Texto apresentado:
▽

Miriam Cordeiro, no programa eleitoral de Fernando Collor, também
apareceu repetindo denúncias sem provas no Jornal Nacional; o dia da
despedida de FHC (ao lado de Ruth) e Mirian Dutra no Globo Repórter, em
1994, uma de suas raras aparições como repórter em Portugal, depois do
exílio
por Luiz Carlos Azenha no blog Viomundo
As últimas horas foram tragicômicas, pelo esforço dos fãs do
ex-presidente Fernando Henrique Cardoso em desqualificar Mirian Dutra e o
próprio debate que ela gerou ao dar entrevista para a revista Brazil com Z, da Espanha — mais tarde, acrescentou detalhes falando à Folha.
Isso, ainda que FHC tenta admitido a existência do contrato fictício da empresa Brasif.
Que eu tenha lido, disseram que ela recebeu dinheiro do PT para
mentir, que é uma tentativa de tirar o foco do triplex e do sítio
respectivamente visitado e frequentado por Lula, que ela age movida pelo
ódio típico de uma ex. Num país machista como o Brasil, eu não
estranharia nem se dissessem que Mirian seduziu FHC e enredou o pobre
senador, 30 anos mais velho do que ela, numa armadilha com o objetivo de
extorquí-lo continuamente.
Triste, né? FHC, um sociólogo que se dizia de esquerda e foi casado
com a antropóloga Ruth Cardoso, defendido pela turma que culpa mulher
pelo estupro.

△

Suas tarefas:
[1] Enumere tudo o que, segundo o autor do texto sobre Mirian Dutra, foi dito sobre ela nas últimas horas.
[2] Prossiga com o texto sobre Mirian Dutra e FHC a partir do ponto em que ele termina.
As linhas da seção de dados não são necessárias para esta atividade.

Seção de dados:
▽

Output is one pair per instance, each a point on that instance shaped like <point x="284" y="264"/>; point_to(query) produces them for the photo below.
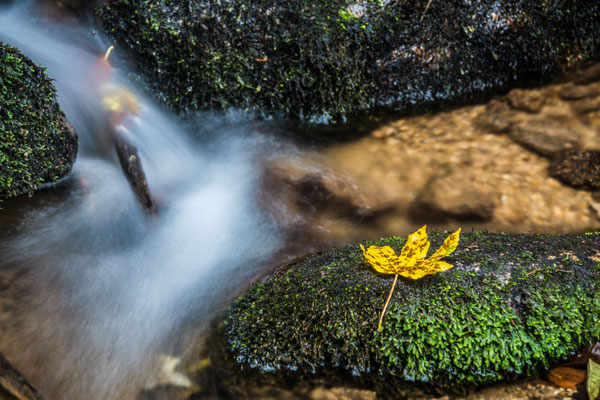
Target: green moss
<point x="36" y="143"/>
<point x="330" y="61"/>
<point x="512" y="306"/>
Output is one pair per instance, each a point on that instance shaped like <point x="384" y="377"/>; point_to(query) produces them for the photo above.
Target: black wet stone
<point x="37" y="144"/>
<point x="512" y="306"/>
<point x="337" y="60"/>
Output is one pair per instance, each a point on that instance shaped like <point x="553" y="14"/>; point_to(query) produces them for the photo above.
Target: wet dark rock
<point x="512" y="306"/>
<point x="37" y="144"/>
<point x="580" y="169"/>
<point x="13" y="385"/>
<point x="338" y="60"/>
<point x="589" y="75"/>
<point x="577" y="92"/>
<point x="132" y="168"/>
<point x="545" y="137"/>
<point x="495" y="118"/>
<point x="455" y="196"/>
<point x="585" y="106"/>
<point x="524" y="100"/>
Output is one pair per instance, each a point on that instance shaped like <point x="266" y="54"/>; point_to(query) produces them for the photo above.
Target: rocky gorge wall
<point x="37" y="144"/>
<point x="340" y="60"/>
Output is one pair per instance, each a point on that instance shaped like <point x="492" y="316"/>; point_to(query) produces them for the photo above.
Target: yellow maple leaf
<point x="412" y="262"/>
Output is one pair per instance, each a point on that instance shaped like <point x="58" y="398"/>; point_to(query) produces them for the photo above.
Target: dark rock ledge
<point x="512" y="306"/>
<point x="339" y="60"/>
<point x="37" y="144"/>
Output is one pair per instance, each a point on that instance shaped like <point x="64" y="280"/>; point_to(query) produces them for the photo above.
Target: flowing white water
<point x="111" y="286"/>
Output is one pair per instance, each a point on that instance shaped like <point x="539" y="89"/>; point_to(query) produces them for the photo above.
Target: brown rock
<point x="525" y="100"/>
<point x="456" y="196"/>
<point x="566" y="377"/>
<point x="589" y="75"/>
<point x="495" y="118"/>
<point x="577" y="168"/>
<point x="13" y="385"/>
<point x="544" y="137"/>
<point x="577" y="92"/>
<point x="585" y="106"/>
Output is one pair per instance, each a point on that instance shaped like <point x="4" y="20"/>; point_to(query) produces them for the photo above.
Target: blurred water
<point x="111" y="285"/>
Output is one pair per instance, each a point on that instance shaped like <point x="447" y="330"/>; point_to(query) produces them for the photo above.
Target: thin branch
<point x="425" y="12"/>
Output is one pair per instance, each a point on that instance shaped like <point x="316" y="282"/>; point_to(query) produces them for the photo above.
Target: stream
<point x="94" y="292"/>
<point x="107" y="288"/>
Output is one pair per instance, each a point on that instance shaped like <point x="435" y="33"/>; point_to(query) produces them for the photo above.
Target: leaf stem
<point x="386" y="303"/>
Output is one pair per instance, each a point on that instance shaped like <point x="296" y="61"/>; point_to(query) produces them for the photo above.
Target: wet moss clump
<point x="37" y="145"/>
<point x="340" y="60"/>
<point x="512" y="306"/>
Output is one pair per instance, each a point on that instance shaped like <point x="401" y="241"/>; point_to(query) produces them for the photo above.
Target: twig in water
<point x="425" y="12"/>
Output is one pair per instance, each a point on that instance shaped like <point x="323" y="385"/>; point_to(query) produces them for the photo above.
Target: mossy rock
<point x="339" y="60"/>
<point x="512" y="306"/>
<point x="37" y="144"/>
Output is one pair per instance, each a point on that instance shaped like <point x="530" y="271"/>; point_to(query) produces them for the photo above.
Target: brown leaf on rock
<point x="591" y="351"/>
<point x="567" y="377"/>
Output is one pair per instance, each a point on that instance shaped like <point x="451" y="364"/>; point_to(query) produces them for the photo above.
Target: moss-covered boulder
<point x="338" y="59"/>
<point x="37" y="144"/>
<point x="512" y="306"/>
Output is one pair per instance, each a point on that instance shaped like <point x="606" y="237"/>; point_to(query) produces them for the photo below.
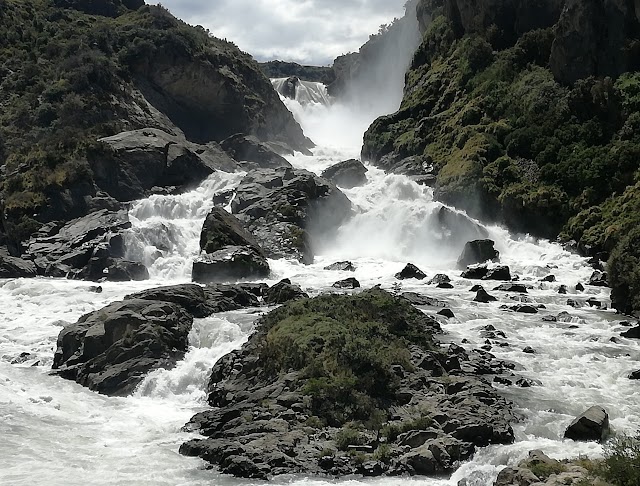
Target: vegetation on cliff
<point x="511" y="141"/>
<point x="72" y="71"/>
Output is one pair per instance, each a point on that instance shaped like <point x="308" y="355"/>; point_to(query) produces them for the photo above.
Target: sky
<point x="310" y="32"/>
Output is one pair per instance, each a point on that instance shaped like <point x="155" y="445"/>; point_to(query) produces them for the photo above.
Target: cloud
<point x="306" y="31"/>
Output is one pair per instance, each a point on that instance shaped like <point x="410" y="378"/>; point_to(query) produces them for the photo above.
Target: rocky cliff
<point x="76" y="71"/>
<point x="527" y="112"/>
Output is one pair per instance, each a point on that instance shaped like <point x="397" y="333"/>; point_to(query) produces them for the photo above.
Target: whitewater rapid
<point x="59" y="433"/>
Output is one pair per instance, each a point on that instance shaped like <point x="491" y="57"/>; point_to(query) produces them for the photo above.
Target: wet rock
<point x="521" y="288"/>
<point x="591" y="425"/>
<point x="348" y="174"/>
<point x="341" y="267"/>
<point x="282" y="292"/>
<point x="484" y="297"/>
<point x="448" y="313"/>
<point x="478" y="251"/>
<point x="439" y="279"/>
<point x="247" y="148"/>
<point x="483" y="272"/>
<point x="633" y="333"/>
<point x="284" y="208"/>
<point x="111" y="350"/>
<point x="347" y="283"/>
<point x="411" y="271"/>
<point x="230" y="263"/>
<point x="598" y="279"/>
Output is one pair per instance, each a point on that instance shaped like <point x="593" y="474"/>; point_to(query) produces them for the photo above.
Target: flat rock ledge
<point x="346" y="384"/>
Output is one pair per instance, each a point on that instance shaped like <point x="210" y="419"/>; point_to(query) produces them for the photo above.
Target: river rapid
<point x="56" y="432"/>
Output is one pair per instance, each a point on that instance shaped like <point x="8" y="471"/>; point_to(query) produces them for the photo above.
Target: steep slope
<point x="74" y="71"/>
<point x="529" y="114"/>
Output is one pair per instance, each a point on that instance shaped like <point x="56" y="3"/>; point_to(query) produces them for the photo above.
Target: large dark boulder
<point x="592" y="425"/>
<point x="136" y="161"/>
<point x="247" y="148"/>
<point x="11" y="267"/>
<point x="111" y="350"/>
<point x="89" y="248"/>
<point x="221" y="229"/>
<point x="228" y="264"/>
<point x="285" y="208"/>
<point x="348" y="174"/>
<point x="478" y="251"/>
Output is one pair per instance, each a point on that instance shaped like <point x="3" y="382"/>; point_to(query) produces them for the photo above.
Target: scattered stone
<point x="347" y="283"/>
<point x="411" y="271"/>
<point x="448" y="313"/>
<point x="598" y="279"/>
<point x="341" y="267"/>
<point x="348" y="174"/>
<point x="284" y="291"/>
<point x="592" y="425"/>
<point x="439" y="279"/>
<point x="484" y="297"/>
<point x="512" y="288"/>
<point x="478" y="251"/>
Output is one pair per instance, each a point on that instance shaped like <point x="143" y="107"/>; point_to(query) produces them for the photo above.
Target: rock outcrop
<point x="269" y="417"/>
<point x="282" y="207"/>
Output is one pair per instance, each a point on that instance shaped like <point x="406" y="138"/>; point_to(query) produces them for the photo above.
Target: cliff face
<point x="75" y="71"/>
<point x="528" y="113"/>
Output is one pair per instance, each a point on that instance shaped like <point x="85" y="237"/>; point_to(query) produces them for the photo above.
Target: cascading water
<point x="57" y="432"/>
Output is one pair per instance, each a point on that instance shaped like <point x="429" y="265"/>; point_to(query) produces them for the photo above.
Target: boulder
<point x="221" y="229"/>
<point x="348" y="174"/>
<point x="136" y="161"/>
<point x="284" y="291"/>
<point x="347" y="283"/>
<point x="484" y="297"/>
<point x="111" y="350"/>
<point x="285" y="208"/>
<point x="11" y="267"/>
<point x="592" y="425"/>
<point x="230" y="263"/>
<point x="247" y="148"/>
<point x="483" y="272"/>
<point x="411" y="271"/>
<point x="598" y="279"/>
<point x="478" y="251"/>
<point x="341" y="267"/>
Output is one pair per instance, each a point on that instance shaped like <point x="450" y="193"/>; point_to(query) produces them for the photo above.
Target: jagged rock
<point x="282" y="207"/>
<point x="439" y="279"/>
<point x="282" y="292"/>
<point x="484" y="297"/>
<point x="478" y="251"/>
<point x="411" y="271"/>
<point x="348" y="174"/>
<point x="347" y="283"/>
<point x="633" y="333"/>
<point x="482" y="272"/>
<point x="230" y="263"/>
<point x="110" y="350"/>
<point x="11" y="267"/>
<point x="598" y="279"/>
<point x="221" y="229"/>
<point x="139" y="160"/>
<point x="246" y="148"/>
<point x="341" y="267"/>
<point x="591" y="425"/>
<point x="448" y="313"/>
<point x="520" y="288"/>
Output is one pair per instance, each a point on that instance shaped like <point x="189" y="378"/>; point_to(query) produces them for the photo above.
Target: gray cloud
<point x="305" y="31"/>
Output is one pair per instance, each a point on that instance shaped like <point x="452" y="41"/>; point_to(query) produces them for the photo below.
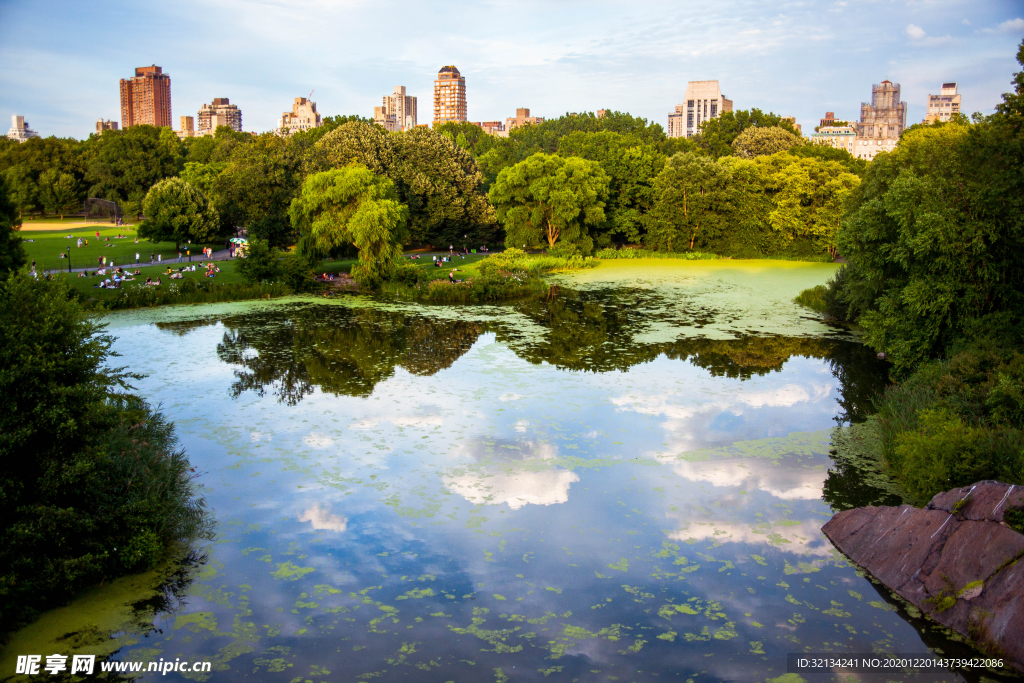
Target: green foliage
<point x="177" y="212"/>
<point x="257" y="185"/>
<point x="57" y="190"/>
<point x="718" y="134"/>
<point x="11" y="250"/>
<point x="632" y="168"/>
<point x="351" y="206"/>
<point x="91" y="482"/>
<point x="125" y="164"/>
<point x="764" y="141"/>
<point x="435" y="178"/>
<point x="549" y="198"/>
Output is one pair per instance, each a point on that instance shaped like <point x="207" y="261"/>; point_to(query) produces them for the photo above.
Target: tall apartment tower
<point x="220" y="113"/>
<point x="882" y="122"/>
<point x="398" y="111"/>
<point x="943" y="105"/>
<point x="704" y="100"/>
<point x="450" y="95"/>
<point x="146" y="97"/>
<point x="302" y="117"/>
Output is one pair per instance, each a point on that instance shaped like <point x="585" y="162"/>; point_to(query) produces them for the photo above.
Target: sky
<point x="61" y="59"/>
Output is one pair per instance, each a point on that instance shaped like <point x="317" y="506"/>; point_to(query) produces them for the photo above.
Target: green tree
<point x="763" y="141"/>
<point x="632" y="167"/>
<point x="694" y="198"/>
<point x="257" y="185"/>
<point x="352" y="205"/>
<point x="23" y="188"/>
<point x="435" y="178"/>
<point x="177" y="212"/>
<point x="57" y="190"/>
<point x="92" y="484"/>
<point x="11" y="250"/>
<point x="551" y="198"/>
<point x="124" y="164"/>
<point x="717" y="134"/>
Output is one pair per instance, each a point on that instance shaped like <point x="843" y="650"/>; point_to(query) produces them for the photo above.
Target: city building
<point x="840" y="136"/>
<point x="882" y="122"/>
<point x="19" y="129"/>
<point x="450" y="95"/>
<point x="187" y="127"/>
<point x="943" y="105"/>
<point x="302" y="117"/>
<point x="793" y="122"/>
<point x="398" y="111"/>
<point x="146" y="97"/>
<point x="522" y="118"/>
<point x="704" y="100"/>
<point x="220" y="113"/>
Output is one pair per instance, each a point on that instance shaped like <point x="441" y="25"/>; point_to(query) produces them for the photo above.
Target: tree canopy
<point x="551" y="198"/>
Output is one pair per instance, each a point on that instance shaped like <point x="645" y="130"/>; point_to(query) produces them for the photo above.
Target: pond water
<point x="626" y="481"/>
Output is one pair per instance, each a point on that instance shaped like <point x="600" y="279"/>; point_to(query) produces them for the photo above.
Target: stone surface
<point x="954" y="560"/>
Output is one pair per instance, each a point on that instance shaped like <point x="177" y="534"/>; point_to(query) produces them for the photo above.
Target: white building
<point x="398" y="111"/>
<point x="704" y="100"/>
<point x="19" y="129"/>
<point x="302" y="117"/>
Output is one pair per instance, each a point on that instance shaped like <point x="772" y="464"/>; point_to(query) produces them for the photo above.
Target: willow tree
<point x="351" y="206"/>
<point x="547" y="197"/>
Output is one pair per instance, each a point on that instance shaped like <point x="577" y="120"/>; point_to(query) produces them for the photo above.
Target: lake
<point x="624" y="481"/>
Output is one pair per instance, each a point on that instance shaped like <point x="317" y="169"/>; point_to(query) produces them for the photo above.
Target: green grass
<point x="46" y="247"/>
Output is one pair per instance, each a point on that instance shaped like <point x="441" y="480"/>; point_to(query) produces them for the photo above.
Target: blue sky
<point x="61" y="59"/>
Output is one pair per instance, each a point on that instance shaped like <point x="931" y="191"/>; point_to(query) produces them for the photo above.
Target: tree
<point x="256" y="187"/>
<point x="177" y="212"/>
<point x="92" y="483"/>
<point x="57" y="190"/>
<point x="22" y="187"/>
<point x="717" y="134"/>
<point x="124" y="164"/>
<point x="632" y="167"/>
<point x="551" y="198"/>
<point x="763" y="141"/>
<point x="435" y="178"/>
<point x="351" y="205"/>
<point x="11" y="250"/>
<point x="694" y="198"/>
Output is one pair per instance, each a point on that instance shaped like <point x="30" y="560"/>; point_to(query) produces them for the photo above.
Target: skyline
<point x="794" y="58"/>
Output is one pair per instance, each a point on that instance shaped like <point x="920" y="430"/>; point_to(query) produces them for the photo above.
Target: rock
<point x="955" y="560"/>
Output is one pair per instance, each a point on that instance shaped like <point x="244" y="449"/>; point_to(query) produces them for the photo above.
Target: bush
<point x="91" y="482"/>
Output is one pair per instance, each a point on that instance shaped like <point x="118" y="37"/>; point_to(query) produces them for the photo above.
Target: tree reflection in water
<point x="347" y="350"/>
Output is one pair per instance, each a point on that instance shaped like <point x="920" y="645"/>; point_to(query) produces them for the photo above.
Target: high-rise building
<point x="398" y="111"/>
<point x="522" y="118"/>
<point x="302" y="117"/>
<point x="450" y="96"/>
<point x="882" y="122"/>
<point x="704" y="100"/>
<point x="943" y="105"/>
<point x="220" y="113"/>
<point x="19" y="129"/>
<point x="146" y="97"/>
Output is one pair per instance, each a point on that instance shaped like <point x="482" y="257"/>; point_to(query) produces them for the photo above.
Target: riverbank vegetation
<point x="92" y="482"/>
<point x="935" y="280"/>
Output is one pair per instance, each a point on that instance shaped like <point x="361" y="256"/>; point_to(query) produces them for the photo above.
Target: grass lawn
<point x="45" y="247"/>
<point x="227" y="275"/>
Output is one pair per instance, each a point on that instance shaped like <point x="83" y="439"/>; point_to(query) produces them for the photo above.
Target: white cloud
<point x="322" y="519"/>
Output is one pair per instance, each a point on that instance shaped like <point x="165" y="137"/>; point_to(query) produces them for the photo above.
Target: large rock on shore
<point x="955" y="559"/>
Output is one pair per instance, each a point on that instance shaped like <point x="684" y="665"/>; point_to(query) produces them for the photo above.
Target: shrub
<point x="91" y="482"/>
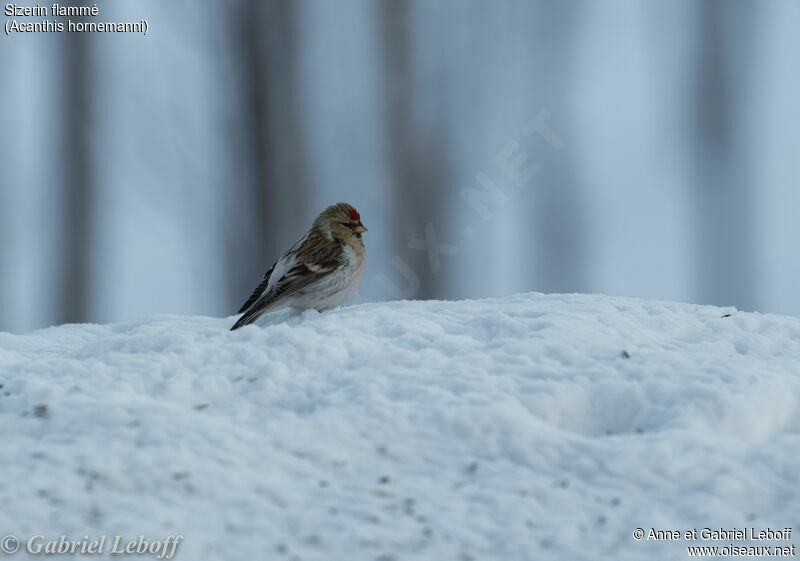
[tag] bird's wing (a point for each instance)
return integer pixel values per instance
(278, 269)
(307, 261)
(258, 291)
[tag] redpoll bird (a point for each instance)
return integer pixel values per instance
(321, 270)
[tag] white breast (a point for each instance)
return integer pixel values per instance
(336, 288)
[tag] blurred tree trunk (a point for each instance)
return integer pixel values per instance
(269, 184)
(416, 156)
(77, 179)
(725, 249)
(557, 203)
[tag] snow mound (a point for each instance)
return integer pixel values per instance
(531, 427)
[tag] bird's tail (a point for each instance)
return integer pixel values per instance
(248, 318)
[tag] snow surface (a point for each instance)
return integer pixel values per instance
(500, 429)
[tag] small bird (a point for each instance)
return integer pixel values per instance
(321, 270)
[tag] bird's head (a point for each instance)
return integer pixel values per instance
(341, 222)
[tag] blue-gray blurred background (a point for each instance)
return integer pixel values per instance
(632, 148)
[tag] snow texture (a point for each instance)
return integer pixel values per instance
(530, 427)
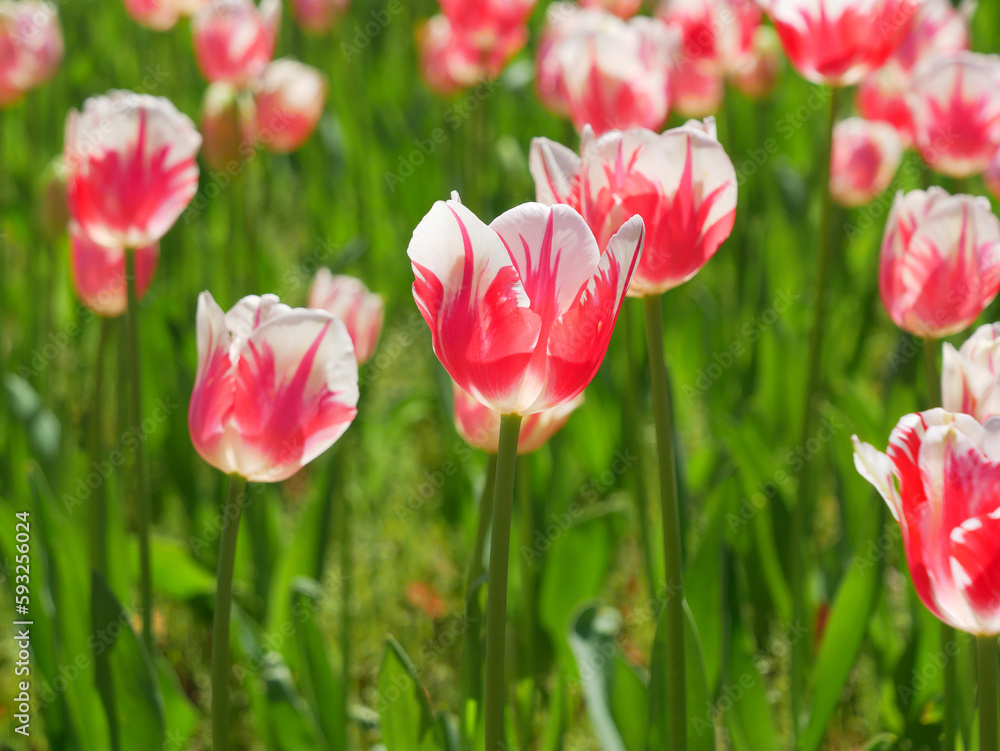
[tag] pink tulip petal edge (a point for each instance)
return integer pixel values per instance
(275, 388)
(941, 479)
(521, 311)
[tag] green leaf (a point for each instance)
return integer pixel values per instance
(408, 724)
(701, 731)
(139, 705)
(608, 684)
(842, 639)
(323, 690)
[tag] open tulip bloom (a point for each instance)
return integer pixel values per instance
(941, 479)
(275, 388)
(521, 312)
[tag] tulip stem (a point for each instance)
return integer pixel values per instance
(801, 510)
(931, 371)
(673, 559)
(223, 605)
(496, 603)
(141, 478)
(472, 673)
(986, 650)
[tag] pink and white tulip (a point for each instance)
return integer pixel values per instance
(228, 126)
(318, 16)
(940, 477)
(275, 387)
(290, 101)
(99, 273)
(940, 263)
(479, 426)
(865, 157)
(521, 311)
(131, 167)
(937, 28)
(681, 182)
(31, 47)
(955, 102)
(611, 73)
(234, 40)
(350, 300)
(838, 42)
(970, 376)
(621, 8)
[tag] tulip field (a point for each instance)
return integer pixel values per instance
(504, 375)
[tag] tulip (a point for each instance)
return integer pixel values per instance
(290, 103)
(837, 42)
(940, 264)
(970, 378)
(955, 103)
(318, 16)
(228, 126)
(865, 157)
(992, 176)
(479, 426)
(939, 477)
(621, 8)
(31, 47)
(756, 72)
(937, 28)
(275, 386)
(682, 183)
(520, 311)
(447, 64)
(99, 273)
(349, 300)
(234, 39)
(131, 167)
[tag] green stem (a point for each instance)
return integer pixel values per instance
(99, 508)
(141, 478)
(496, 604)
(223, 605)
(986, 651)
(346, 577)
(472, 670)
(670, 509)
(931, 371)
(801, 510)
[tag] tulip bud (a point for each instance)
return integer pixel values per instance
(864, 160)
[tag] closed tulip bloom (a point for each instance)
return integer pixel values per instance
(521, 311)
(349, 300)
(290, 102)
(681, 182)
(131, 167)
(31, 47)
(838, 42)
(447, 64)
(937, 28)
(479, 426)
(275, 387)
(970, 376)
(228, 126)
(940, 264)
(756, 73)
(615, 74)
(992, 176)
(234, 39)
(99, 273)
(621, 8)
(955, 101)
(941, 479)
(318, 16)
(864, 160)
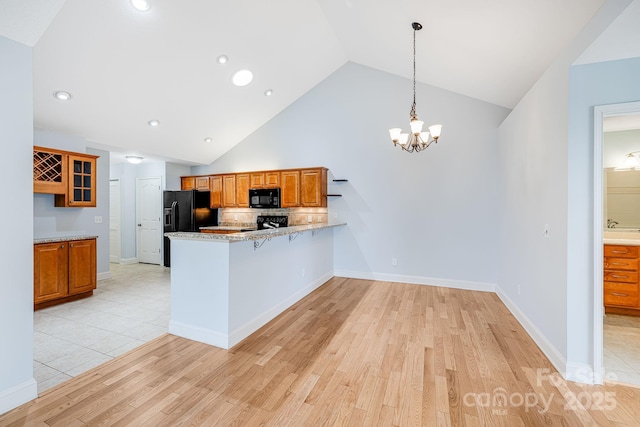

△

Respostas do exercício:
[1]
- Que ela recebeu dinheiro do PT para mentir.
- Que é uma tentativa de tirar o foco do triplex e do sítio respectivamente visitado e frequentado por Lula.
- Que ela age movida pelo ódio típico de uma ex.

[2]
Os dois — FHC e Mirian — tiveram um relacionamento duradouro, cujos
detalhes são assunto estritamente privado. Mirian apresentou o seu lado
da moeda e FHC está certo ao não travar um debate público sobre isso.
Podemos deixar a hipocrisia de lado?
Quantos homens e mulheres — de poder ou não — têm seus flings, casos, namorados, amantes e assim por diante?
Não foi um orgulho para os franceses o fato de o presidente François
Miterrand ter sido enterrado na presença da mulher e da amante?
Hillary Clinton, nos Estados Unidos, um símbolo feminista para parte
do eleitorado, não engoliu as patéticas escapadas do Bill para preservar
sua própria carreira política? Quem somos nós para julgar?
Porém, não me parece “assunto pessoal” quando um homem poderoso, um
senador que tem ao seu lado o PIB e a mídia do Brasil, decide comprar o
silêncio de uma ex-namorada.
Mirian decidiu ter o filho (pouco importa de quem).
Vocês já se colocaram no papel dela, uma jornalista que estava
prestes a ter o segundo filho? Que mãe não sacrificaria sua vida pessoal
— que foi o que ela fez — para ter condições de dar o melhor aos
filhos? Enquanto isso, FHC preservou sua carreira!
Espantoso, na verdade, é a conspiração de silêncio que, em nome da
candidatura de FHC ao Planalto, ocorreu. Com a conivência pessoal e,
pior, institucional, daqueles que mais tarde se beneficiariam das
políticas de FHC.
Mirian denunciou que foi levada a dar uma entrevista falsa à revista Veja. E ela não mentiu. Leiam que coisa patética a nota publicada pela coluna Gente da revista Veja, segundo a jornalista engendrada por FHC com o diretor da Veja Mário Sergio Conti, aquele que “entrevistou” o Felipão:
Sim, sim, eu sei: Mirian poderia ter se negado a mentir. Mas, com uma
filha de 8 anos — e grávida — quem era a parte frágil na história?
A Globo divulgou hoje, no Jornal Hoje, uma nota:
A TV Globo não interfere na vida privada de seus colaboradores.
Esclarece, porém, que jamais foi avisada por Miriam Dutra sobre o
contrato fictício de trabalho e que, se informada, condenaria a prática.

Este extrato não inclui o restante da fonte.